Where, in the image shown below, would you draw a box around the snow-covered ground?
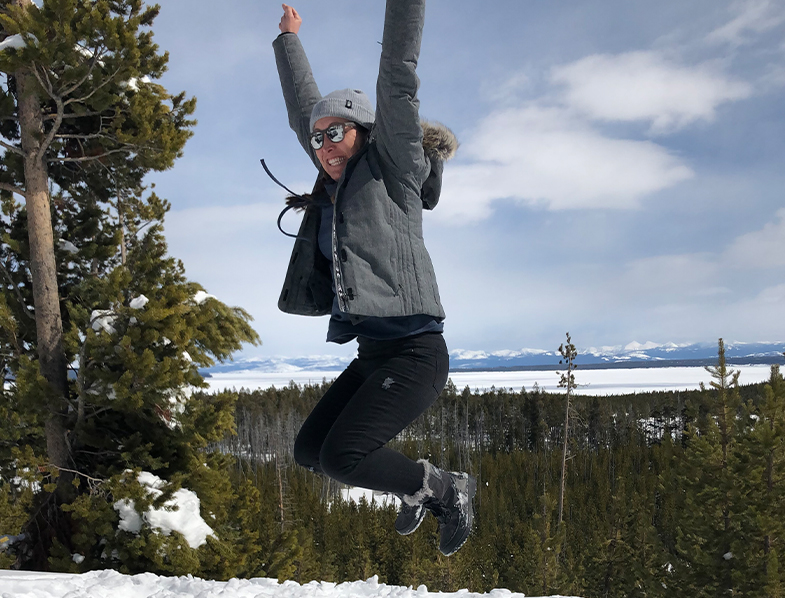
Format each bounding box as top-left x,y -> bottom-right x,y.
207,365 -> 771,396
0,571 -> 576,598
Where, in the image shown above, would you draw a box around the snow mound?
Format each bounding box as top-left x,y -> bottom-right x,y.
114,471 -> 215,548
0,571 -> 556,598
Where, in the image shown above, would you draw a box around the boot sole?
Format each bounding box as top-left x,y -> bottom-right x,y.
439,475 -> 477,556
395,507 -> 427,536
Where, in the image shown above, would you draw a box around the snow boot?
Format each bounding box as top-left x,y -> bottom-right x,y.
402,459 -> 477,556
395,494 -> 427,536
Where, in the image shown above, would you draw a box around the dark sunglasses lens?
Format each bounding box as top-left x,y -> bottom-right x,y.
325,125 -> 343,143
311,131 -> 324,149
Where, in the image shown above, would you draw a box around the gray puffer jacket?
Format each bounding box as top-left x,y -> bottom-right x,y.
273,0 -> 457,321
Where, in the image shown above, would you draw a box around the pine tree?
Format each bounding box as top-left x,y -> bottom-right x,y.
0,0 -> 258,577
731,365 -> 785,598
674,339 -> 747,596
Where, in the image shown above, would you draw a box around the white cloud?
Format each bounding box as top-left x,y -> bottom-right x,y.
726,208 -> 785,268
436,105 -> 693,222
551,52 -> 752,133
706,0 -> 785,46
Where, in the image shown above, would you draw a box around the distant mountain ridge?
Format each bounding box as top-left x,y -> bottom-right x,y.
204,342 -> 785,374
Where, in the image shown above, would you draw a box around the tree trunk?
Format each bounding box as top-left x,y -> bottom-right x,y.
14,52 -> 69,474
559,390 -> 572,525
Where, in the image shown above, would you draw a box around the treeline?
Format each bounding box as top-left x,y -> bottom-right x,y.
214,354 -> 785,598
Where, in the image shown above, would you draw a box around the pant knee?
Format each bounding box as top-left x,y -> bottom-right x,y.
319,440 -> 362,485
292,435 -> 322,471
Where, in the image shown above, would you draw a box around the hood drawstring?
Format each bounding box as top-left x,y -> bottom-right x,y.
261,158 -> 311,243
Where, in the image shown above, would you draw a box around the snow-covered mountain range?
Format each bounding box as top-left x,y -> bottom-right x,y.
205,342 -> 785,374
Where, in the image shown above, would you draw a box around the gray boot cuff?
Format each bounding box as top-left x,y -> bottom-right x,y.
401,459 -> 437,507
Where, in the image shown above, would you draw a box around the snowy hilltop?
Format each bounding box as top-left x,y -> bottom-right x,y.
0,571 -> 576,598
203,341 -> 785,374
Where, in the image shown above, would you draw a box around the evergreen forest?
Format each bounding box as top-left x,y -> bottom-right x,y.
202,352 -> 785,598
0,0 -> 785,598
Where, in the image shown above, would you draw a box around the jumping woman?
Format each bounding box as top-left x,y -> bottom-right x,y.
273,0 -> 476,555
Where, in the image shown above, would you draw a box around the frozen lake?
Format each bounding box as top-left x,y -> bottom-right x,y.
207,365 -> 771,396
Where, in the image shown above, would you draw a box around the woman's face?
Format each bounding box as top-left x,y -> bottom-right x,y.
314,116 -> 364,181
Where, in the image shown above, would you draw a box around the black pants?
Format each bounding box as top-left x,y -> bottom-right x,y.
294,333 -> 449,494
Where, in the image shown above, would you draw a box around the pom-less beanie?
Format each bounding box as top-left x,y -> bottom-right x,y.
311,89 -> 375,131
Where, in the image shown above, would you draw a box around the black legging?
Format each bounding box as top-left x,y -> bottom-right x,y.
294,333 -> 449,495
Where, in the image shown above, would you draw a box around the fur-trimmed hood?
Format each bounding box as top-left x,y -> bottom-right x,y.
420,120 -> 459,210
420,120 -> 460,162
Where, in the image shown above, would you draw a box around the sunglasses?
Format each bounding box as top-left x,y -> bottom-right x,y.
311,123 -> 356,149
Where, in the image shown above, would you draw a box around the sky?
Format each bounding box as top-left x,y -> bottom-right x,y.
141,0 -> 785,358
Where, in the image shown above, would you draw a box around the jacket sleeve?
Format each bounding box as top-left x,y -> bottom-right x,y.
375,0 -> 427,188
273,33 -> 322,168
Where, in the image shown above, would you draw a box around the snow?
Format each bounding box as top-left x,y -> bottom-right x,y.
90,309 -> 117,334
130,295 -> 150,309
114,471 -> 215,548
0,571 -> 566,598
205,365 -> 771,396
122,75 -> 153,91
341,488 -> 400,507
57,239 -> 79,253
0,33 -> 27,52
194,291 -> 216,305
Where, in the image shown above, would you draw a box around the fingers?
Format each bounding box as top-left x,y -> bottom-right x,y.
278,4 -> 303,33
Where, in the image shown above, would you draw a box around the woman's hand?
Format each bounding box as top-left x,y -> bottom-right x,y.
278,4 -> 303,33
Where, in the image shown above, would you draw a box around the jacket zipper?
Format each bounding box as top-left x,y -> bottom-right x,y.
332,182 -> 349,313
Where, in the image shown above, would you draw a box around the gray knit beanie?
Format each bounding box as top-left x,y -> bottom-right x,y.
311,89 -> 375,131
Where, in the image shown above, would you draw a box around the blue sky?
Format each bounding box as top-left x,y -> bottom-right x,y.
151,0 -> 785,357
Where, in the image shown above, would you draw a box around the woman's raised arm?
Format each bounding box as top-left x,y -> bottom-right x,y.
376,0 -> 427,185
273,4 -> 322,168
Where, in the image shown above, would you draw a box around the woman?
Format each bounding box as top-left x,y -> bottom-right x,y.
273,0 -> 476,555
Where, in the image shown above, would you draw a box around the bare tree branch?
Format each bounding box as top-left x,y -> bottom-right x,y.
55,133 -> 112,139
44,111 -> 108,120
31,64 -> 65,160
60,48 -> 98,97
0,263 -> 35,322
64,68 -> 120,106
49,147 -> 135,162
0,139 -> 25,156
30,64 -> 55,100
0,183 -> 27,198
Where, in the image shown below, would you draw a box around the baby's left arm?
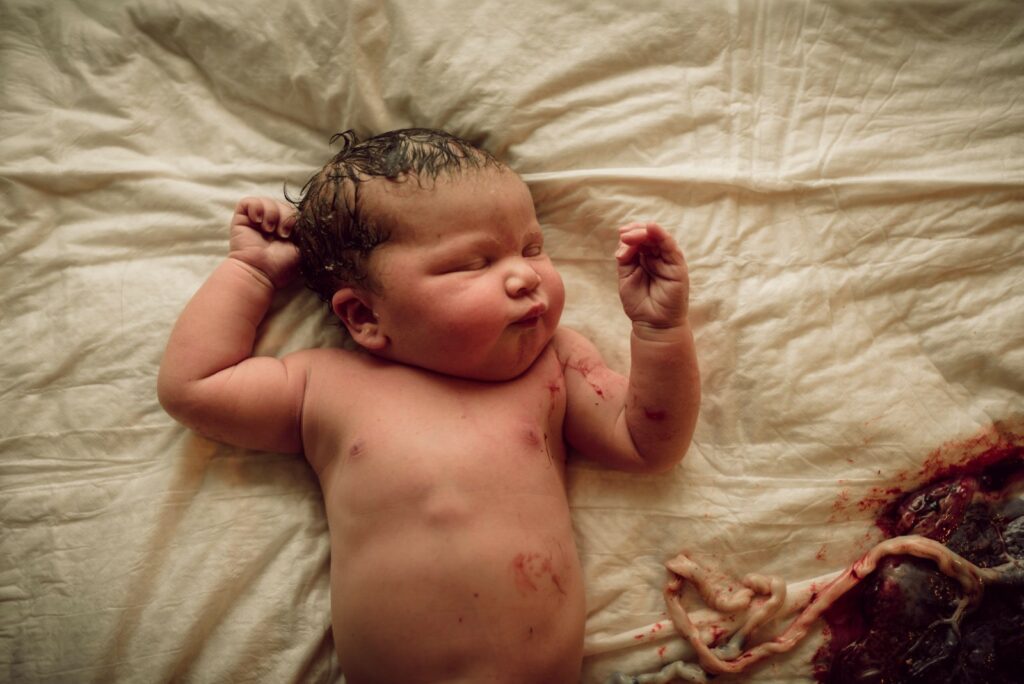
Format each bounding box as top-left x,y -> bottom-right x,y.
556,223 -> 700,472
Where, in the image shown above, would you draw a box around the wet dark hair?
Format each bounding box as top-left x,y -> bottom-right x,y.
285,128 -> 502,302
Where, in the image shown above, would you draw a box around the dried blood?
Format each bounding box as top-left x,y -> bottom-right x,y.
815,446 -> 1024,684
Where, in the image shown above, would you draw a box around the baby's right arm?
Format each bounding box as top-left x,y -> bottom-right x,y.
157,198 -> 306,453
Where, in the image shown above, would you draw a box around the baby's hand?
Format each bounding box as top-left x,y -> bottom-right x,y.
228,198 -> 299,288
615,223 -> 690,328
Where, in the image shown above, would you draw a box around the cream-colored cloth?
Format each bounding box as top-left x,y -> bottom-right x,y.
0,0 -> 1024,682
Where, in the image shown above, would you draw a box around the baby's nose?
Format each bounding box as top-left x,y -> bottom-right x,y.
505,261 -> 541,297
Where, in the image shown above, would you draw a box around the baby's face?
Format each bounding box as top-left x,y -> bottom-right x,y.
362,169 -> 565,380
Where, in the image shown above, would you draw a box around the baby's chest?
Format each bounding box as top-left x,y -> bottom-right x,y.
315,362 -> 565,511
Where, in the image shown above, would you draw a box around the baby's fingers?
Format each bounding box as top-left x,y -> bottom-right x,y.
234,198 -> 295,238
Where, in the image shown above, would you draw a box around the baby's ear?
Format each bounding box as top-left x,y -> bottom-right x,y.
331,288 -> 387,351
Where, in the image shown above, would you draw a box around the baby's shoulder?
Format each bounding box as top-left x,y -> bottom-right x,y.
551,327 -> 601,369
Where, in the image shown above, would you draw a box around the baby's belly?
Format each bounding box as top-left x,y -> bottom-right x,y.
331,497 -> 585,684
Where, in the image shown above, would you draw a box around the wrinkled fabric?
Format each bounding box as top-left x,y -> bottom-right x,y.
0,0 -> 1024,682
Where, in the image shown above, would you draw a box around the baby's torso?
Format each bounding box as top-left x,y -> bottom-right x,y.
303,348 -> 585,684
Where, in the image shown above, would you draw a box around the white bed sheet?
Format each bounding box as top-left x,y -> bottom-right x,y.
0,0 -> 1024,682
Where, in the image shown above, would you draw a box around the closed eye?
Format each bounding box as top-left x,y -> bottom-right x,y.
441,258 -> 490,273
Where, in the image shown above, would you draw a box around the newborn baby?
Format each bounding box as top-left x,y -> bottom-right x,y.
159,129 -> 699,684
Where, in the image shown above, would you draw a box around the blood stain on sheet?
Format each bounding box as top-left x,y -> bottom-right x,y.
815,433 -> 1024,684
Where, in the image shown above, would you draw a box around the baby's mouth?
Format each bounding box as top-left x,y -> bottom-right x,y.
515,304 -> 548,328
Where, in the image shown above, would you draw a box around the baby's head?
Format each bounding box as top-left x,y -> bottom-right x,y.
295,129 -> 564,380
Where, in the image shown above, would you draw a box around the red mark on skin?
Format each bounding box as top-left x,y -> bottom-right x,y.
512,553 -> 537,594
348,439 -> 367,461
565,360 -> 604,399
512,553 -> 565,596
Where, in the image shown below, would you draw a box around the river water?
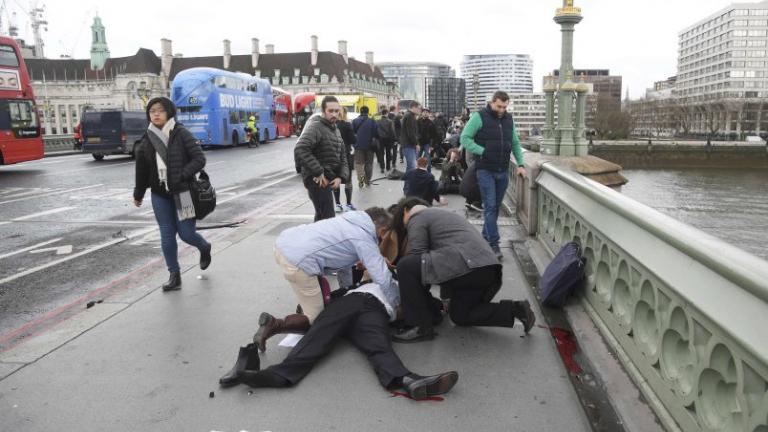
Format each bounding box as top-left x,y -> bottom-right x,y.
622,168 -> 768,264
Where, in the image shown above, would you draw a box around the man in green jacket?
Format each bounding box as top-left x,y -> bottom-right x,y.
○ ○ ○ ○ ○
WHAT IS EXPECTED: Return the listing above exactly as it appears, starting with the line that contains "bare tree branch?" and going on through the line that contains "315,362 -> 565,511", with both of those lines included. Leave out the pictures.

WRITTEN REPLY:
Where, in the image shown above, would you draw a box around the bare tree branch?
Format each bounding box as top-left x,y -> bottom-right x,y.
55,133 -> 112,139
44,111 -> 108,120
31,64 -> 65,160
60,48 -> 98,97
0,263 -> 35,322
64,68 -> 120,106
49,147 -> 135,162
0,139 -> 25,156
30,64 -> 55,100
0,183 -> 27,198
Where, in the image shown below, would you draw a box around the baby's left arm?
Format each bounding box as top-left x,y -> bottom-right x,y.
556,223 -> 700,472
Where, in the image shown above, would you draw a box around the wet dark hair?
Format each bounding box as top-left x,y -> bottom-right x,y.
285,128 -> 502,302
Where, in the image shown above, would you draw a box around the dried blood?
Format each bounding box as top-left x,y -> bottom-right x,y.
815,446 -> 1024,684
Where, in the image shown above, would you draw a box around the baby's right arm?
Format each bounding box as top-left x,y -> bottom-right x,y.
157,198 -> 306,453
Where, in the image shown above, would you draw a box around the baby's hand?
Format each bounding box as top-left x,y -> bottom-right x,y.
228,198 -> 299,288
615,223 -> 690,328
Where, in the image shown above, would you draw a box around the cream-colored cloth?
Format each bounding box as top-left x,y -> bottom-right x,y.
0,0 -> 1024,682
Where, in the image shown above, would you draw a box around the baby's nose?
Format each bounding box as top-left x,y -> bottom-right x,y.
505,261 -> 541,297
Where, in the image shown above, would you draw a box around the baby's face?
Format each bounding box as top-left x,y -> bottom-right x,y.
362,169 -> 565,380
Where, in the image shown above, would you draw a box around the baby's chest?
Format each bounding box as top-left x,y -> bottom-right x,y.
315,362 -> 565,511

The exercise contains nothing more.